→ **MATERIAL PROVIDED**:
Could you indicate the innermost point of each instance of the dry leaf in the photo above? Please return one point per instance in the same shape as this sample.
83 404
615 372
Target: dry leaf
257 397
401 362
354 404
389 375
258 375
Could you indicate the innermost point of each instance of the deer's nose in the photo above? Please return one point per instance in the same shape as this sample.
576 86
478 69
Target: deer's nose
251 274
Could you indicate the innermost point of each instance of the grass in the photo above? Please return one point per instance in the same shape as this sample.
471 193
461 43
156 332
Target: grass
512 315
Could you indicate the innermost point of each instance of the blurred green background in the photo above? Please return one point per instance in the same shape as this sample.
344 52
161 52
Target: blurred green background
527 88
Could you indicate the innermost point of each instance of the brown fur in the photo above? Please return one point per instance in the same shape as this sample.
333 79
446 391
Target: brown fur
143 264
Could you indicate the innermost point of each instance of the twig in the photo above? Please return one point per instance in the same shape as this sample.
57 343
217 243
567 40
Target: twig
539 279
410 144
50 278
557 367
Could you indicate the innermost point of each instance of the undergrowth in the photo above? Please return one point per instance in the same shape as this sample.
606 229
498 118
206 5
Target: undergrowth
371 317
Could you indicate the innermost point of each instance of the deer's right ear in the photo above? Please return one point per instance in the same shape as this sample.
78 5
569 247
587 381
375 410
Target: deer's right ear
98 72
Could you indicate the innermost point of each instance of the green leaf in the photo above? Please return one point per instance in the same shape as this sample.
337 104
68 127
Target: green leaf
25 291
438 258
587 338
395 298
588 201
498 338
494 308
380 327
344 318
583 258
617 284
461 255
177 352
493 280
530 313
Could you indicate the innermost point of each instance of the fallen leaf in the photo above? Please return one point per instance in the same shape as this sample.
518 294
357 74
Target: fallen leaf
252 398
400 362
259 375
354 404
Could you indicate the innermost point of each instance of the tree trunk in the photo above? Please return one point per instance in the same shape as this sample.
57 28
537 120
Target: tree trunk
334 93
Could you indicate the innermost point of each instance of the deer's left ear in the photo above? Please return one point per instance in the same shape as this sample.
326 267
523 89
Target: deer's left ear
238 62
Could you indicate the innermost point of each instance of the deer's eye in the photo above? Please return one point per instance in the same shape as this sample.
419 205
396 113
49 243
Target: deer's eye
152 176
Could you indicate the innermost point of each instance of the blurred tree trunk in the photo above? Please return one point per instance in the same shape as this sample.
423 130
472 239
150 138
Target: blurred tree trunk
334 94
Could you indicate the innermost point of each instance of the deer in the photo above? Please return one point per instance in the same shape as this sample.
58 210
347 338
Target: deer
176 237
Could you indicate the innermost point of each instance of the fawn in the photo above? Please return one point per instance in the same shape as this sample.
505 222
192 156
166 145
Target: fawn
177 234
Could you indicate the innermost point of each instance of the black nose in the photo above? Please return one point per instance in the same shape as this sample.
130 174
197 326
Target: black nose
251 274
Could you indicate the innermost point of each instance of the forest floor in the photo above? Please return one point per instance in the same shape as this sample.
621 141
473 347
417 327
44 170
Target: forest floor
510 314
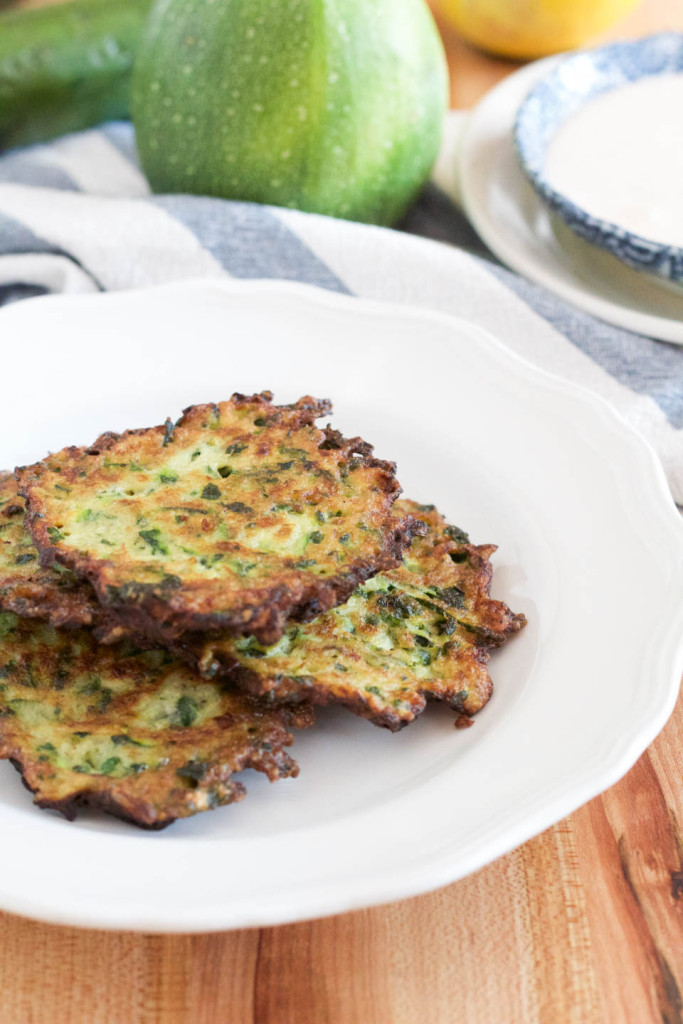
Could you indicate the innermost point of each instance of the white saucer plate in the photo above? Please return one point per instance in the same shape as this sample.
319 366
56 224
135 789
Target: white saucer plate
590 549
521 231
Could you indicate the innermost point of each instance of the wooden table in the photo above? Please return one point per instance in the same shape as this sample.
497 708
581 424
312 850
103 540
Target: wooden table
583 924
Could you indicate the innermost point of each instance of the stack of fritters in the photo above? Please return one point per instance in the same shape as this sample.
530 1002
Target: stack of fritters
173 599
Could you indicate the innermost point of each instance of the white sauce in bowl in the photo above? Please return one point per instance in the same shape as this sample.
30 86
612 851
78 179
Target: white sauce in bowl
621 158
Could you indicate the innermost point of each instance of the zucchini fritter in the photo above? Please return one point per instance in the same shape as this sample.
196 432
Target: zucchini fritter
420 631
53 594
136 734
238 517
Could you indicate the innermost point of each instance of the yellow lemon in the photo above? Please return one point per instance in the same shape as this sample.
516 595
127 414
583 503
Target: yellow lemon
525 29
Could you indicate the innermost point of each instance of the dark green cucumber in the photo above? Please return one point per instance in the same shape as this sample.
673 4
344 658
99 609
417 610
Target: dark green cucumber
66 67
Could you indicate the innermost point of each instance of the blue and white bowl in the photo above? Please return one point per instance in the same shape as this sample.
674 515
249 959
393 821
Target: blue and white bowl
574 80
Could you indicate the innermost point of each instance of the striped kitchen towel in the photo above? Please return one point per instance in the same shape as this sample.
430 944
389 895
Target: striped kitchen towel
77 215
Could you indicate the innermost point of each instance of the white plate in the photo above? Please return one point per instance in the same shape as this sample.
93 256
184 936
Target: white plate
519 229
590 549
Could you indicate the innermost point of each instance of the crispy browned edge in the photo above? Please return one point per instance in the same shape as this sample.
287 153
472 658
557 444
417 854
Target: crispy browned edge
65 605
158 615
139 811
503 624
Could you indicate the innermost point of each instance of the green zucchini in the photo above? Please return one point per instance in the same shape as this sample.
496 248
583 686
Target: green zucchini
66 67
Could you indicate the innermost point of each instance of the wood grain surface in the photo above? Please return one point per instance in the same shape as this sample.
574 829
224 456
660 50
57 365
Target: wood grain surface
582 925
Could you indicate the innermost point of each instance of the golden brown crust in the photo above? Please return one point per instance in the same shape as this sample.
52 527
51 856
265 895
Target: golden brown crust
26 587
420 632
238 517
133 733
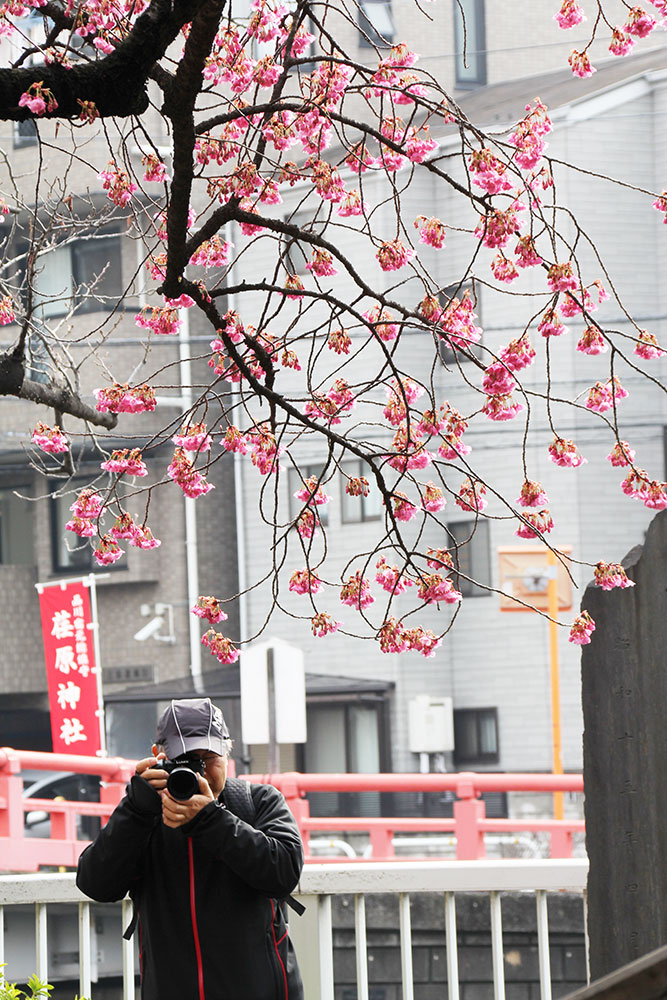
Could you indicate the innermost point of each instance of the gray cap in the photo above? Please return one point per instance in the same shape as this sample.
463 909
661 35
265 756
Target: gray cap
192 724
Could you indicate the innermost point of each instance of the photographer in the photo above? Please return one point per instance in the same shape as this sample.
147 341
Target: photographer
208 886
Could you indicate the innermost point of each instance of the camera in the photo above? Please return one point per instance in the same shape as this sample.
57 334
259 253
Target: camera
182 781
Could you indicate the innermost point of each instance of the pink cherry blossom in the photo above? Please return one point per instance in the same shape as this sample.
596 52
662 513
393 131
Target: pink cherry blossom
421 640
108 551
321 263
647 346
323 624
582 629
621 43
351 204
504 269
635 484
339 341
436 589
38 99
126 460
501 408
123 399
234 440
563 452
592 341
390 578
518 354
498 381
539 523
532 494
220 646
431 231
569 15
433 500
193 438
639 23
6 310
143 539
308 522
192 482
404 509
212 253
117 184
471 496
391 638
311 492
599 398
621 454
560 278
610 575
88 505
356 591
655 495
550 325
303 581
488 172
357 486
154 169
580 64
50 439
497 228
660 204
381 322
80 526
528 136
393 255
439 559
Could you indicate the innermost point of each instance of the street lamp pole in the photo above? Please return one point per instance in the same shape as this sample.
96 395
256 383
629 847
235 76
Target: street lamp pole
554 672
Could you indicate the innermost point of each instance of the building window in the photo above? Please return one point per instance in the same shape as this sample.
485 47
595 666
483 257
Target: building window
376 24
476 735
16 527
356 509
469 545
70 552
297 252
84 273
448 354
470 43
25 133
295 480
344 738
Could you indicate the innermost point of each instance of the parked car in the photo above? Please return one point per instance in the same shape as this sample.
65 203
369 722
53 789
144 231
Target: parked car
60 784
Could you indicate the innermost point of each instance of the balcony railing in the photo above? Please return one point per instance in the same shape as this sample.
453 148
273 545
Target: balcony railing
312 933
469 825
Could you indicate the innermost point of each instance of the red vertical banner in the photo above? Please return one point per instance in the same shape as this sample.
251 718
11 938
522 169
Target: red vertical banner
71 671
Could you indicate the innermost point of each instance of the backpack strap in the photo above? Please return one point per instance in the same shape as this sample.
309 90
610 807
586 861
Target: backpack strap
237 796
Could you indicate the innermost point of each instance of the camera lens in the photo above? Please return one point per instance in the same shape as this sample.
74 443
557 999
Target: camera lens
182 783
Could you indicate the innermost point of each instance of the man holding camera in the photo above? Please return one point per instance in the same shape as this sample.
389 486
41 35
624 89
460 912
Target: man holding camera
208 863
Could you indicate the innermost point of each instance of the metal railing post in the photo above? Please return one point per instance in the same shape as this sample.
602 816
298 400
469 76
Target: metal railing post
325 944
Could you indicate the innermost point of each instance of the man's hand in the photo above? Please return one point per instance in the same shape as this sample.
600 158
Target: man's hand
156 778
177 813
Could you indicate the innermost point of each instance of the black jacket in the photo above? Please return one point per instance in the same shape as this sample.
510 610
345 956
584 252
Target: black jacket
211 923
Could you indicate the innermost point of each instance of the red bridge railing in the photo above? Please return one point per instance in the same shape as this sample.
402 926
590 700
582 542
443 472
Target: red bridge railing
468 825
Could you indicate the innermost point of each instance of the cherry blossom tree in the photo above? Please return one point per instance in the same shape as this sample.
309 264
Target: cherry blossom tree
229 118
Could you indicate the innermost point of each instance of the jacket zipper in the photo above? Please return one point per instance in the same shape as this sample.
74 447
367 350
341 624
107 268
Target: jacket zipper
193 914
275 945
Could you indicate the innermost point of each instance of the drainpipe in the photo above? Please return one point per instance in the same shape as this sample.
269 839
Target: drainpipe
191 558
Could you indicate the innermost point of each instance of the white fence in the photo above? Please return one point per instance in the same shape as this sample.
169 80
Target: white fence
65 943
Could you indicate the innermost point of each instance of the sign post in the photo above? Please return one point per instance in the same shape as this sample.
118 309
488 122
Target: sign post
533 579
273 697
68 611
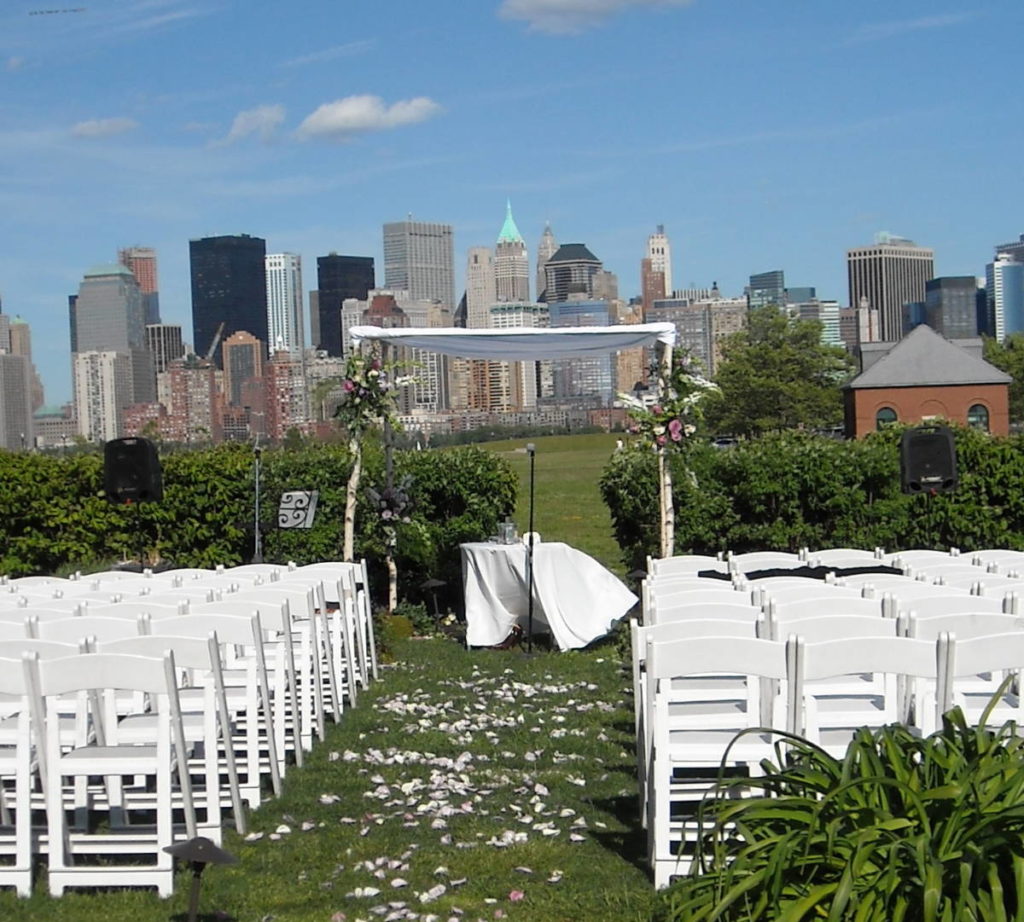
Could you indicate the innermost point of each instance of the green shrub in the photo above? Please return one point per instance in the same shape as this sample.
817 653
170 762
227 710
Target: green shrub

→ **WHAT IS EXPECTED**: Substitute "central" for every "innermost" in the part of the data that opens with the line containing "the red bridge" and closes with the end of the data, changing nothing else. Leave the pictures out of your answer.

→ **RESULT**:
Could you indicate the central point of each instance of the red bridge railing in the photo above? Please return one point per instance in the same shape as this sample.
402 926
590 700
582 542
443 472
Target: red bridge railing
468 825
Could you indicate the central point of each instance of the cherry blossom tree in the photo above? Please return one point per instance in the same shape as this sample.
309 264
Target: cherry blossom tree
229 118
Could you indicate the central point of each instance of the jacket zipper in the photo above? Please return one point per instance in the same shape as this sample.
74 447
367 350
341 624
107 268
Target: jacket zipper
193 914
275 945
Could you indicate the central point of each instance of the drainpipe in the photo above? Please return one point per instance in the same shape as this sample.
269 839
Target: drainpipe
191 558
Could you indicate the central point of each instance of the white fence in the photo above? Please return one point per instance in the same shape as this sample.
169 80
Target: white fence
65 943
Could you indicate the central point of each instance of the sign post in the photo above? Please return one point per instance in the same shape as this sample.
118 309
488 122
Target: sign post
533 579
273 697
68 611
Could you indicate the central point of each instance of the green shrub in the photo above? Please return one point per instance in the same shape as this sample.
817 653
170 762
227 710
Target: green shrub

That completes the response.